What is needed
Pick up the forum thread about juvenile gold head comps with horn-like bumps on their noses, and continue it after its last sentence.

# rhino horn comps



## 24Tropheus (Jun 21, 2006)

Two of my (7) juvenile gold head comps have what I can only describe as a small horn like protrusion on their noses. Kind of near between the eyes but lower on the nose. Has anyone else seen this? I thought it might go but if anything it is getting larger on both fish. No sine I can see of damage or disease. Should I select against this if I try and breed em or try and breed a bizzar variant? Sorry for the rubbish pic but you can just about see it on this one. (bottom right near the flash reflection  ) Far more noticable in the flesh. Not sure if they are male or female yet but kind of suspect male because of the way they act.









All the best James


----------



## borohands8593 (Apr 15, 2009)

Im not sure what it can be but I have seen it many times on juvies for sale at lfs. None of mine have ever had it though bought then again I only handpicked the ones without it.


----------



## @nt!x (Feb 9, 2009)

One of the bones in there jaw has become dislodged. Does it look like this?


----------



## 24Tropheus (Jun 21, 2006)

Nope not like that at all. But thanks for the pic. I kind of think this may be a genuine mutation that maybe wild cought fish carry rather than the far more common prob of a problenm with the mouth tendons by damage/disease. Do you guys (and esp borohands8593) think I should try and get my money back from the breeder? For sure it was not my intention to get anything other than normal Gold heads. But I do not want to look a gift hourse in the mouth if they could be the "next big thing"

Dataset extract
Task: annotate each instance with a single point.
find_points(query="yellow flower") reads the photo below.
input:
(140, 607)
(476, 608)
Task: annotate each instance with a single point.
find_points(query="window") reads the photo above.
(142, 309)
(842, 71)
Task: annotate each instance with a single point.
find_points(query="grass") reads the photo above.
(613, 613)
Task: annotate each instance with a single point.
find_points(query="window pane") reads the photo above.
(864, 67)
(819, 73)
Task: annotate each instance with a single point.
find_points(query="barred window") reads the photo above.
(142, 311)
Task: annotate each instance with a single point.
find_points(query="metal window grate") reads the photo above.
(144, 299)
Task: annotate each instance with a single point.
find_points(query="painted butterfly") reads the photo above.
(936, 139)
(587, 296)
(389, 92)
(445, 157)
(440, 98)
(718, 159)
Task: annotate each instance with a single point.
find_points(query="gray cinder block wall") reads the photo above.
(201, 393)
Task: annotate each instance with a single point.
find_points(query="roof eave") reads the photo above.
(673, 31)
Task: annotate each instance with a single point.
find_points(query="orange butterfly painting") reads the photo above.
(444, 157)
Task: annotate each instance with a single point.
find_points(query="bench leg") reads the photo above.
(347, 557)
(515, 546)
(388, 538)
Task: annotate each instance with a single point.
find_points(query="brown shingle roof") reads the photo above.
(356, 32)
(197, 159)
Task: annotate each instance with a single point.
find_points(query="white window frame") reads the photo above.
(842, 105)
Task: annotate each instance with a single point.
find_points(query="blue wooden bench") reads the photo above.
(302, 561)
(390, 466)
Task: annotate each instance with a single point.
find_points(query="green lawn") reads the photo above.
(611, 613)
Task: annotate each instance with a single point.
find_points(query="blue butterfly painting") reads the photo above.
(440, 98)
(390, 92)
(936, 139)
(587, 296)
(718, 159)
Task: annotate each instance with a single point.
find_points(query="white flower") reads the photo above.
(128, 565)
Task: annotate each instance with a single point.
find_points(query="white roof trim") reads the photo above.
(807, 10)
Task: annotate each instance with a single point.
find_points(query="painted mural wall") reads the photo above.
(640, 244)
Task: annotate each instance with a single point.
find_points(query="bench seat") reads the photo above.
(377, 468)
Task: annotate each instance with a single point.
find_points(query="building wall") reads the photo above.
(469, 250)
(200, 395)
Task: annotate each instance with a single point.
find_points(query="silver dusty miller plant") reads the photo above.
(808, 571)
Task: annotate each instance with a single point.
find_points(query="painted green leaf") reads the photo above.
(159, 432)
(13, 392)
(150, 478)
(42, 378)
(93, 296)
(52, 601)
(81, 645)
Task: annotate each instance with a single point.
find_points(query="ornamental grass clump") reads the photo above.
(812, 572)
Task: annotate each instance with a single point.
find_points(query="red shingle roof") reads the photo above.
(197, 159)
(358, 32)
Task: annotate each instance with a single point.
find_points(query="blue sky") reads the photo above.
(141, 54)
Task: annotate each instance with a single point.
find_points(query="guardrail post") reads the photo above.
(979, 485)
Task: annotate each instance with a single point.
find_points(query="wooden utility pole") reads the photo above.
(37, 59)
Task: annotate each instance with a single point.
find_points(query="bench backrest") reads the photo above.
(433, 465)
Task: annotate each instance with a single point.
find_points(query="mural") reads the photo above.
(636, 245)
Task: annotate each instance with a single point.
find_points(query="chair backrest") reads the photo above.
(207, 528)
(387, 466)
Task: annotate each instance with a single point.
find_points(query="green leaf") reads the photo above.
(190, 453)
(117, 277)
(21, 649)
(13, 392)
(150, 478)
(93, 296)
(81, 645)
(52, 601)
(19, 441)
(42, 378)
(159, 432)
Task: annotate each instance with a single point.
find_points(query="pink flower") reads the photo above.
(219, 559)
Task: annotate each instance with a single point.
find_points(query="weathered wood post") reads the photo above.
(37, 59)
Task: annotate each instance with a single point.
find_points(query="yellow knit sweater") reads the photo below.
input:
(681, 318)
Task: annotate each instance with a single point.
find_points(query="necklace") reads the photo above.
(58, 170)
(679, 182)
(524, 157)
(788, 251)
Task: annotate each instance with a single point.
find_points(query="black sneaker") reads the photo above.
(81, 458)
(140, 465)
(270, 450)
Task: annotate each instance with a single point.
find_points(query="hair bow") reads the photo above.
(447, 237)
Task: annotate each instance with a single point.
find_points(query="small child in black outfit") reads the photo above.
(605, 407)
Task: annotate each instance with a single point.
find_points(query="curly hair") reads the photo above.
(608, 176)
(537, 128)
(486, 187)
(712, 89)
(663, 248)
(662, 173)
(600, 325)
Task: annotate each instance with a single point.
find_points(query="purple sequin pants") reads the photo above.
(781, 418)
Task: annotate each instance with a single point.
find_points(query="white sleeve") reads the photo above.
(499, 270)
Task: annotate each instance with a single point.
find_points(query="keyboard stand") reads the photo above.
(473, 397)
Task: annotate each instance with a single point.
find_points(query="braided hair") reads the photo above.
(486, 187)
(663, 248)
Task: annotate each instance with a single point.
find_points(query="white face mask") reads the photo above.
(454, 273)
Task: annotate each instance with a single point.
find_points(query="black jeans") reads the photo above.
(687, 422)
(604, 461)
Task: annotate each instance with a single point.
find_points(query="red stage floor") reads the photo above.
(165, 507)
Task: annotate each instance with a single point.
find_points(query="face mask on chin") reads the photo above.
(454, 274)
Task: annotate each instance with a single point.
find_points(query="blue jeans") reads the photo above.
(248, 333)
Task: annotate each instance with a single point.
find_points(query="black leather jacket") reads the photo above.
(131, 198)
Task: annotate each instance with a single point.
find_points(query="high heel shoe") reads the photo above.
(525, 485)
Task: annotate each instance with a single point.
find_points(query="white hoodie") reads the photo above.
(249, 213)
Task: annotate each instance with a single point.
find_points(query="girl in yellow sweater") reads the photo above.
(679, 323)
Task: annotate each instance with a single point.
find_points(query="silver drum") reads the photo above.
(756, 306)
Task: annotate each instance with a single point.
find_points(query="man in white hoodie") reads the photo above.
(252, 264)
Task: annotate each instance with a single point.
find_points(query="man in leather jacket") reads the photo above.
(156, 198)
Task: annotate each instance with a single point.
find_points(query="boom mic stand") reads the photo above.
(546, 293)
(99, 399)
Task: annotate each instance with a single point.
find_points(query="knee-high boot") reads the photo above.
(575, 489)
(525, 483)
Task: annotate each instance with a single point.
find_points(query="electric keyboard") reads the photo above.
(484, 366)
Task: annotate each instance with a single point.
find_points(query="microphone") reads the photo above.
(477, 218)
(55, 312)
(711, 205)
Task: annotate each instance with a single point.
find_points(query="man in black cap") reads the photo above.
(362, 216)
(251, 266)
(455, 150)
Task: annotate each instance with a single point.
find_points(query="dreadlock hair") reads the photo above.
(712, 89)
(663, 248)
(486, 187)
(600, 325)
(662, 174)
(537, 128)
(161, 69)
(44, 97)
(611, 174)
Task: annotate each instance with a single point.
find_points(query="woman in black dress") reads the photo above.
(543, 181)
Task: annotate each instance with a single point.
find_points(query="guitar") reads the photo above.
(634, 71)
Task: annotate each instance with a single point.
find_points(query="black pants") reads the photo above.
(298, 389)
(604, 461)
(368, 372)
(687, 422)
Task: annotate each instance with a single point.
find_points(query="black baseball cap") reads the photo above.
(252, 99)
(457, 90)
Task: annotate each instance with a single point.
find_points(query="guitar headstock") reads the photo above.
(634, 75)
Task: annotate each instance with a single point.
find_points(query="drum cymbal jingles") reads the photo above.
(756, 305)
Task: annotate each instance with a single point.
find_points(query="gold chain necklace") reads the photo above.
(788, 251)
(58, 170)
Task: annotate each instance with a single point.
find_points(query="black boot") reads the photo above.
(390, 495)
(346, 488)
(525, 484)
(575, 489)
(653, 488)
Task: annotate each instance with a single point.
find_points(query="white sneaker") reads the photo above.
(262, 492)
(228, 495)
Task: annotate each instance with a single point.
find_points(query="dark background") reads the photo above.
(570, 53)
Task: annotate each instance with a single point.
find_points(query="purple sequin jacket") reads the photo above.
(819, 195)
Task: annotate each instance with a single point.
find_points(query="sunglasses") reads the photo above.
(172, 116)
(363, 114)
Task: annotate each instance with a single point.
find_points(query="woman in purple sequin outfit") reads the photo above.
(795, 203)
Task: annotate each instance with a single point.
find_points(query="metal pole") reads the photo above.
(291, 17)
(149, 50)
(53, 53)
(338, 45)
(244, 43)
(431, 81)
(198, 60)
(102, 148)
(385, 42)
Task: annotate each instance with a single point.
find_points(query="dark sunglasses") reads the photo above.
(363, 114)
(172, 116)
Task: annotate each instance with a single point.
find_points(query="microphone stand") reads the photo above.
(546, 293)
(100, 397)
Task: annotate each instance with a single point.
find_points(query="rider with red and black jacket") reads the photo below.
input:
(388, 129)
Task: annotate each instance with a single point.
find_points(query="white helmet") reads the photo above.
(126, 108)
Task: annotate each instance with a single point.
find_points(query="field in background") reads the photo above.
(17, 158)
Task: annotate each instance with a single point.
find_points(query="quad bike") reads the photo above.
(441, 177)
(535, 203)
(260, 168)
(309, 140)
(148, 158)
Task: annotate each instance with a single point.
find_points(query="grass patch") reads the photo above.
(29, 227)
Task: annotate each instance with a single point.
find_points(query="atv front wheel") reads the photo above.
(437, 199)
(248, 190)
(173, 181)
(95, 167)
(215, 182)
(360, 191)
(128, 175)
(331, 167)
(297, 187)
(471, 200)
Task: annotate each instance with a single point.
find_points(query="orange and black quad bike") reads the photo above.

Response area
I suspect they may well be F1s as who bothers to breed and raise anything else in the Altolamp market? Another thing I guess I should check?


----------



## Fogelhund (Dec 3, 2002)

What you describe is essentially the same as what is pictured above, though there are varying degrees of it. Nobody knows exactly why it happens, stress has been theorized, though I am fairly certain genetics has nothing to do with it. I've seen it in wild specimens. I don't like the look of it, but I don't think it would affect the fry at all.


----------



## 24Tropheus (Jun 21, 2006)

Select against or select for? Its kind of the only choice I have, unless it is something I can go back to the breeder with asking for my money back. To be honest mine look nothing like the pic above no extended jaw no surface brake no clear infected spot, never had an extended jaw (seen this a number of times and for sure this is something different) no stress I can see and they are feeding well and growing well, perhaps better than my normal looking ones.  :-?

Going to have to get a better pic I think as I think my reaction would be the same as yours. But I kind of think this is something different.

All the best James


----------



## Fogelhund (Dec 3, 2002)

24Tropheus said:


> Select against or select for? Its kind of the only choice I have, unless it is something I can go back to the breeder with asking for my money back. To be honest mine look nothing like the pic above no extended jaw no surface brake no clear infected spot, never had an extended jaw (seen this a number of times and for sure this is something different) no stress I can see and they are feeding well and growing well, perhaps better than my normal looking ones.  :-?
> 
> Going to have to get a better pic I think as I think my reaction would be the same as yours. But I kind of think this is something different.
> 
> All the best James


Given a choice, I would select against. It isn't anything the breeder had control over, and is more likely due to environmental conditions, than genetics.

I've seen the rhino thing before.... a number of times... varying degrees of the same basic thing.


----------



## borohands8593 (Apr 15, 2009)

I would just take you losses and through it in a nonbreeding tank, let it grow out and live its life with out mutants and assorted cichlids lol.


----------



## Razzo (Oct 17, 2007)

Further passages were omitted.